Aim of the task —
Lines before the one containing "Tag the dark wood" are excluded. Repeat that line and every line after it, exactly.

Position annotation records —
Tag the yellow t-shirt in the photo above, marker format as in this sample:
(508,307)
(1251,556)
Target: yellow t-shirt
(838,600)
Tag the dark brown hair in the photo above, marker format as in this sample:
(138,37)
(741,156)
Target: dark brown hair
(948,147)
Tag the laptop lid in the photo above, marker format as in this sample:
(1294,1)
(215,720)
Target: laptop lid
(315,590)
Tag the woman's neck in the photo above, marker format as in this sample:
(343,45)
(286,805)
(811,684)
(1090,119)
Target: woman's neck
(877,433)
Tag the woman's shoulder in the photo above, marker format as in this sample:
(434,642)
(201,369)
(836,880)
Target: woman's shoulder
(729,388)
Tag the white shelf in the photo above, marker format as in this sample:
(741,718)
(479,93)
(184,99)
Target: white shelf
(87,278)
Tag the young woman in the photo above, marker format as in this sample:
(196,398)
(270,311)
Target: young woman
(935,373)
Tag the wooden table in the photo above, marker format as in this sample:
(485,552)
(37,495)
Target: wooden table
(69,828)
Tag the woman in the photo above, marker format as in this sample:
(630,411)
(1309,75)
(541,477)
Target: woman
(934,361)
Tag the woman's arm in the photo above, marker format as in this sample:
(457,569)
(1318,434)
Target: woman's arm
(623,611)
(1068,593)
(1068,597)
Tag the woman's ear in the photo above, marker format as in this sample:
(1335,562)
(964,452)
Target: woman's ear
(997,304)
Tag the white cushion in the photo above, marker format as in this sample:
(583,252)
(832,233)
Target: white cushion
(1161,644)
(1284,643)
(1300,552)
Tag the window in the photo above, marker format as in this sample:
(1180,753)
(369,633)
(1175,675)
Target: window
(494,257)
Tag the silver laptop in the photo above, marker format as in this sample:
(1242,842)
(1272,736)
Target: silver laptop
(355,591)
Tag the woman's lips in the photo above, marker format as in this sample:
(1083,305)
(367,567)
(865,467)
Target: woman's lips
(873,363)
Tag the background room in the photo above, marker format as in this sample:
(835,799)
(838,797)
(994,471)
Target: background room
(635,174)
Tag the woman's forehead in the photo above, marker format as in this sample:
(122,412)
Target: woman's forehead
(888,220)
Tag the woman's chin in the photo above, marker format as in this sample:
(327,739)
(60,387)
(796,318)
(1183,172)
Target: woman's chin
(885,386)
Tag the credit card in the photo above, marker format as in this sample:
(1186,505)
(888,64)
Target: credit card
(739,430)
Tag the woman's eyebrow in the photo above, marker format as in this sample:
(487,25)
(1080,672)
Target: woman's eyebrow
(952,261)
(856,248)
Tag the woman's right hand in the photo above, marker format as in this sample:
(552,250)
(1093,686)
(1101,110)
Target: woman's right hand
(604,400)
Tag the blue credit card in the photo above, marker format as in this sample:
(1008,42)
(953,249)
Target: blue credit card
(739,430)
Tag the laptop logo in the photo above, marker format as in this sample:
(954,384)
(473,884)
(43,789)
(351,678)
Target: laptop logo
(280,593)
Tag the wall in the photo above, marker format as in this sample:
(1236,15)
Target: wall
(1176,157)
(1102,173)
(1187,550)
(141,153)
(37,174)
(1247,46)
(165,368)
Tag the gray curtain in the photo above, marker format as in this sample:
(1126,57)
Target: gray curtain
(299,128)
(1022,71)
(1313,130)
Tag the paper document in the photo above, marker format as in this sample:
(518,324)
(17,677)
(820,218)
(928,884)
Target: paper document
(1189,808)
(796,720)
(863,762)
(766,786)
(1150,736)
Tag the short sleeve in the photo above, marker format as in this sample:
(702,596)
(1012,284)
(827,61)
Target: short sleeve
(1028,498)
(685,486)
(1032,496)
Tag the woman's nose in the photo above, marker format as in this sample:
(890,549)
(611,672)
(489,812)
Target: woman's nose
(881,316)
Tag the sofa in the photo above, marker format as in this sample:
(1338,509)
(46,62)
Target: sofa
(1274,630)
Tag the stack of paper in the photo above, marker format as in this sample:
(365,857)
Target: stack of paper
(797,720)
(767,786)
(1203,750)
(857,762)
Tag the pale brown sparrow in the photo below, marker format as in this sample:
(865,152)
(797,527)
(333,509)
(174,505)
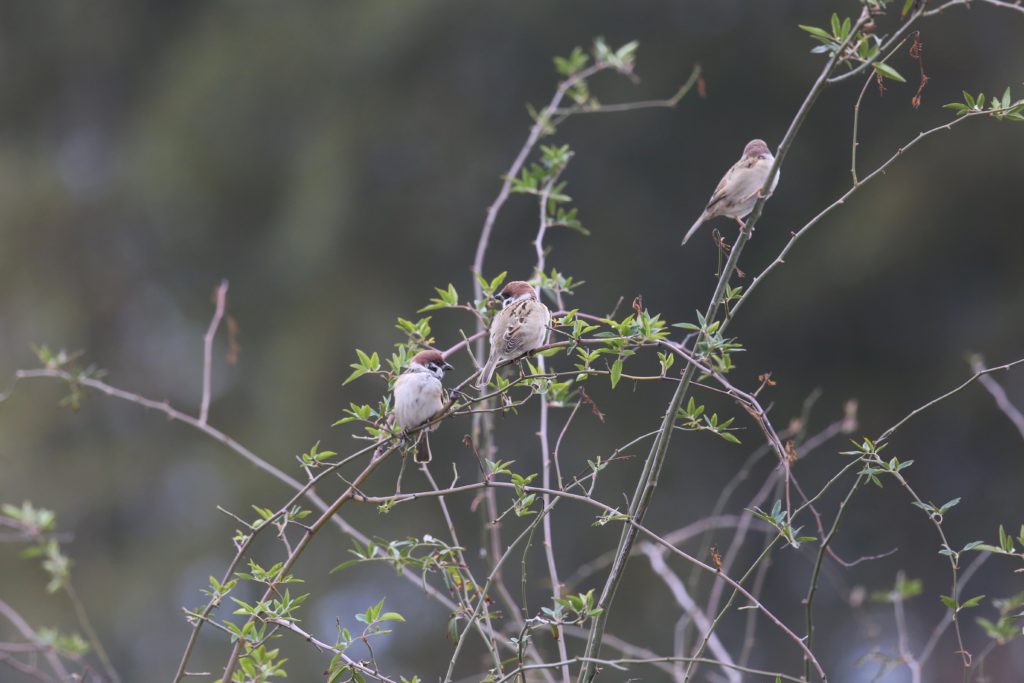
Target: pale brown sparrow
(738,190)
(419,395)
(519,327)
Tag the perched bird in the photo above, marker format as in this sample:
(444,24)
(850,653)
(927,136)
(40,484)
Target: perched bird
(737,191)
(519,327)
(419,395)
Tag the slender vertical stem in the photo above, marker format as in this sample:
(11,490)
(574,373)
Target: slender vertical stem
(220,299)
(655,459)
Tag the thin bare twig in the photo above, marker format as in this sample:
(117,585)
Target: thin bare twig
(999,394)
(220,300)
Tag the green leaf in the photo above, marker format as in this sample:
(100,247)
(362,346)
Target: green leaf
(820,34)
(888,72)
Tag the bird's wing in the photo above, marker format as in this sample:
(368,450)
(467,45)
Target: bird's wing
(527,325)
(720,193)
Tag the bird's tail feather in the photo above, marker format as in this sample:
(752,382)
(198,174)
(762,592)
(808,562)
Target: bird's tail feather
(423,454)
(487,372)
(693,228)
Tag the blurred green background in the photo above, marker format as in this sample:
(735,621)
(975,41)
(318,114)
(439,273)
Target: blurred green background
(334,160)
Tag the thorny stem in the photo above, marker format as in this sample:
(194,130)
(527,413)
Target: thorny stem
(652,466)
(301,546)
(780,259)
(813,587)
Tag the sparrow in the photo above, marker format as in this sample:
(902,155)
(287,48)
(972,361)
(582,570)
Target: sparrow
(419,395)
(519,327)
(739,187)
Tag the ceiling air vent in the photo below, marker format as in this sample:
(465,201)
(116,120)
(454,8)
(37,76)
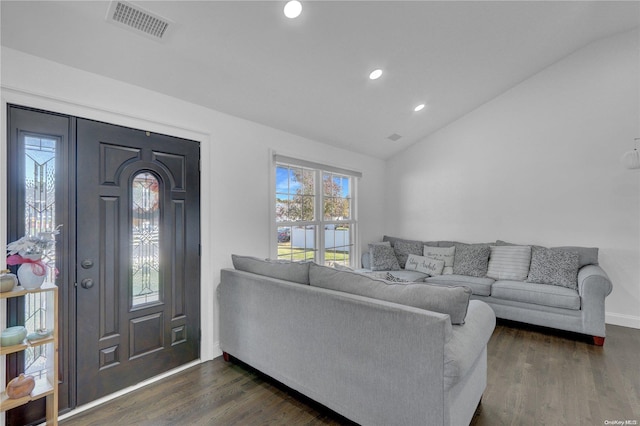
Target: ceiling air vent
(138,20)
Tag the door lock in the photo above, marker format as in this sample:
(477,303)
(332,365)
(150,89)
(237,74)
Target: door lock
(86,283)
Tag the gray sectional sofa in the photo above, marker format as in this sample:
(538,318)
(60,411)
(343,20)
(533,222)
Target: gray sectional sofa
(375,352)
(567,292)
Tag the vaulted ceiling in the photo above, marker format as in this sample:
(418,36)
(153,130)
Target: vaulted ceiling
(309,76)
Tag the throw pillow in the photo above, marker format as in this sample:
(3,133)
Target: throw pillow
(392,278)
(555,267)
(282,269)
(383,258)
(446,254)
(509,262)
(404,248)
(424,264)
(453,301)
(471,260)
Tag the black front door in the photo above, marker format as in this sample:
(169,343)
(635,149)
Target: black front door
(138,264)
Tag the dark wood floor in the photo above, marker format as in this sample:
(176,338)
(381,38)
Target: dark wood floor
(535,377)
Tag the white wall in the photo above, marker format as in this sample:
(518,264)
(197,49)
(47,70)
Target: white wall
(235,159)
(539,165)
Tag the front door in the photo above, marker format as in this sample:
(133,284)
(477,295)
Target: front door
(138,263)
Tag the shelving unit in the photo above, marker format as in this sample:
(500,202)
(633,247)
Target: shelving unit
(47,386)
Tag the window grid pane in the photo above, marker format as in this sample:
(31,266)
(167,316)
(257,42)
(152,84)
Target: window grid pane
(298,226)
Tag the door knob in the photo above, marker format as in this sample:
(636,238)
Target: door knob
(86,283)
(87,264)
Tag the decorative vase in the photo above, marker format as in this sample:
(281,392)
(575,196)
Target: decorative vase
(7,281)
(31,274)
(20,386)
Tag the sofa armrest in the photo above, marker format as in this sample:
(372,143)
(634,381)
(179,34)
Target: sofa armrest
(593,281)
(594,286)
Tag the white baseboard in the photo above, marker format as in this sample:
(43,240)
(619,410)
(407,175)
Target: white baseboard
(622,320)
(125,391)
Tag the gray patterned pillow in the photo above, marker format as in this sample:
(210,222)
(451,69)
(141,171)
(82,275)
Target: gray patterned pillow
(383,258)
(556,267)
(392,278)
(404,248)
(471,260)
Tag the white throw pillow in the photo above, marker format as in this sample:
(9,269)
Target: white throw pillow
(424,264)
(446,254)
(509,262)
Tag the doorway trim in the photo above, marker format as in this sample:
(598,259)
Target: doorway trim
(208,322)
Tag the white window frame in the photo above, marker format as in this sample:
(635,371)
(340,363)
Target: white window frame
(319,222)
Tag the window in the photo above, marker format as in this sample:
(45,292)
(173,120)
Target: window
(314,212)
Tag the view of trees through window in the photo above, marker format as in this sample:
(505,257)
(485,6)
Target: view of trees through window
(314,215)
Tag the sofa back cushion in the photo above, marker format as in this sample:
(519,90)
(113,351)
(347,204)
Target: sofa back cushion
(586,255)
(382,257)
(297,272)
(509,262)
(453,301)
(446,254)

Result —
Tag the dark wood floor in the photo above, marker format as in this sample:
(176,338)
(381,38)
Target: dark wood floor
(535,377)
Tag the white wall in the photo above, marker format as in this sample:
(518,264)
(197,49)
(47,70)
Target: white wall
(235,159)
(539,165)
Tag the front door in the photo above, marker format as in this sample:
(133,284)
(477,295)
Target: front door
(138,263)
Tag the shelving unit in the photo above, marker format as in this sample:
(500,202)
(633,247)
Target: shelving unit
(47,386)
Tag the window grid pane in the photo above, marker format as in this sample:
(31,266)
(167,316)
(257,42)
(152,84)
Target: window grid pane
(298,226)
Tag the door knob in the photo above, marker format as in this sample:
(636,238)
Target: door knob
(86,283)
(87,264)
Tag the decorative vase in the photo above, marker format as in this sample:
(281,392)
(575,196)
Target: decorative vase
(7,281)
(31,274)
(20,386)
Tag the sofa armrest in the photo above, marker format as in this sample:
(372,143)
(634,381)
(179,34)
Target: sofa armrest
(593,281)
(594,286)
Tag the white baseboard in the photo above, marker format as in this sample:
(43,240)
(619,410)
(407,175)
Target: white baseboard
(622,320)
(125,391)
Tag the gray patterned pillow in the photo above, marker format as in this sample:
(210,222)
(451,69)
(141,171)
(82,275)
Target: gray patterned pillow
(383,258)
(556,267)
(392,278)
(404,248)
(471,260)
Tag the white throw pillow in the photo above, marker format as in this sample:
(9,269)
Target: white throw pillow
(424,264)
(446,254)
(509,262)
Tag the doorway trim in the photo above, marker format as in this sample:
(598,259)
Target: doorway trim
(208,322)
Tag the white window frame in the photo above, marker format as in this sample:
(635,371)
(340,363)
Target: white window frame
(319,222)
Tag the window in the photo above, marker format as in this sample:
(45,292)
(173,120)
Target: window
(314,212)
Tag the view of trees through window in the photo above, marker format as in this sample:
(505,257)
(485,6)
Target: view of trees through window
(314,215)
Tag the sofa back cushion in the photo above, marker format as in this sample:
(519,90)
(113,351)
(347,204)
Target: sofa back cushion
(586,255)
(382,257)
(297,272)
(509,262)
(453,301)
(446,254)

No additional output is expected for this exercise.